#### [What this task involves]
Count the lines below that contain the word "jersey", with case counting, and give only that number.

#### [Raw data]

>>>

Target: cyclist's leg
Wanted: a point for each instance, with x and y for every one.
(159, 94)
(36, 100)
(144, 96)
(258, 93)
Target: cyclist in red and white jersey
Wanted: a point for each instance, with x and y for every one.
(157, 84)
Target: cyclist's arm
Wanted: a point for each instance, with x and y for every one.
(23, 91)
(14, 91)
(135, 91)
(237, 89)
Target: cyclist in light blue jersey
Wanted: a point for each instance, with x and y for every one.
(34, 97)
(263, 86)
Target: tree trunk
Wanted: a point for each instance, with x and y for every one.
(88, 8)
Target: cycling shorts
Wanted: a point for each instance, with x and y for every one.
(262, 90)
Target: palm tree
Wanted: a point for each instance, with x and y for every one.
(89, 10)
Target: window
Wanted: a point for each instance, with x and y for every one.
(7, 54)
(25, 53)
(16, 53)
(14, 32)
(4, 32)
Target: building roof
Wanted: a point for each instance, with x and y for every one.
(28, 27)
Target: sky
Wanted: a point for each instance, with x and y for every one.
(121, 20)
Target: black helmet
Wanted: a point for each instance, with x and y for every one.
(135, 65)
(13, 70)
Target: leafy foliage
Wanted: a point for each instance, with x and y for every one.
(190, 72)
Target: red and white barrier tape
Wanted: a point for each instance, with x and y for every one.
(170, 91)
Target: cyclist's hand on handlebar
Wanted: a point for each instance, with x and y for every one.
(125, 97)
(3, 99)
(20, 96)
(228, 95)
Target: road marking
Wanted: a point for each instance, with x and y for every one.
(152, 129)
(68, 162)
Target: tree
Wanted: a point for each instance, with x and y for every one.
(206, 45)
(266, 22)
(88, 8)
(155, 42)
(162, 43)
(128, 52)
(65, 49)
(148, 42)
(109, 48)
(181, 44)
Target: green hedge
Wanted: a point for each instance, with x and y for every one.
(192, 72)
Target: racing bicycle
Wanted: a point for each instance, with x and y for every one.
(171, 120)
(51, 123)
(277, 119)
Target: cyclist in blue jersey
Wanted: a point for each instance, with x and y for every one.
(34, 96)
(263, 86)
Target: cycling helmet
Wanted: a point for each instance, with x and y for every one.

<<<
>>>

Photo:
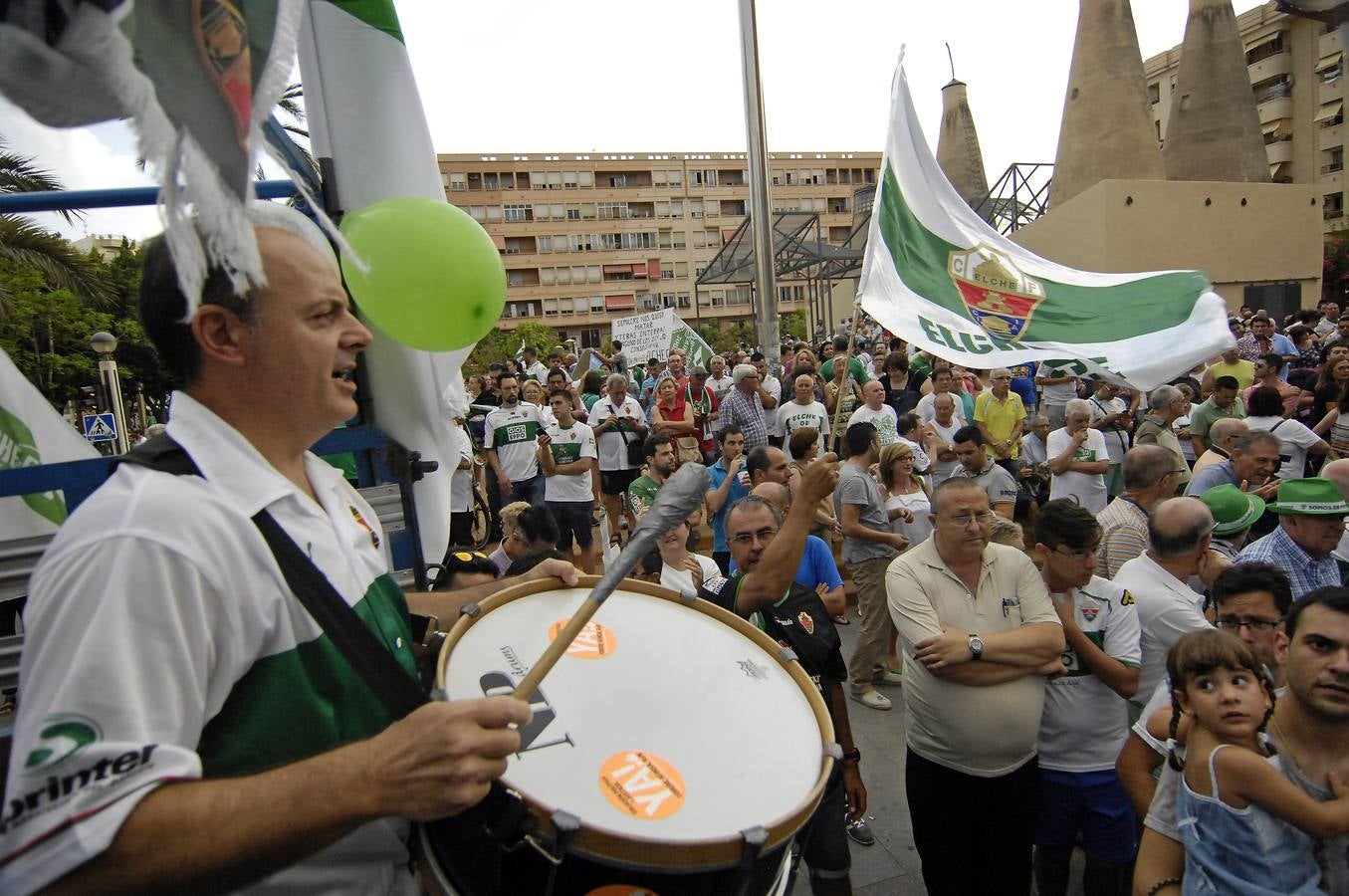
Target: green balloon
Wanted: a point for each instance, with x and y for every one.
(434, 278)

<<<

#### [Result for this task]
3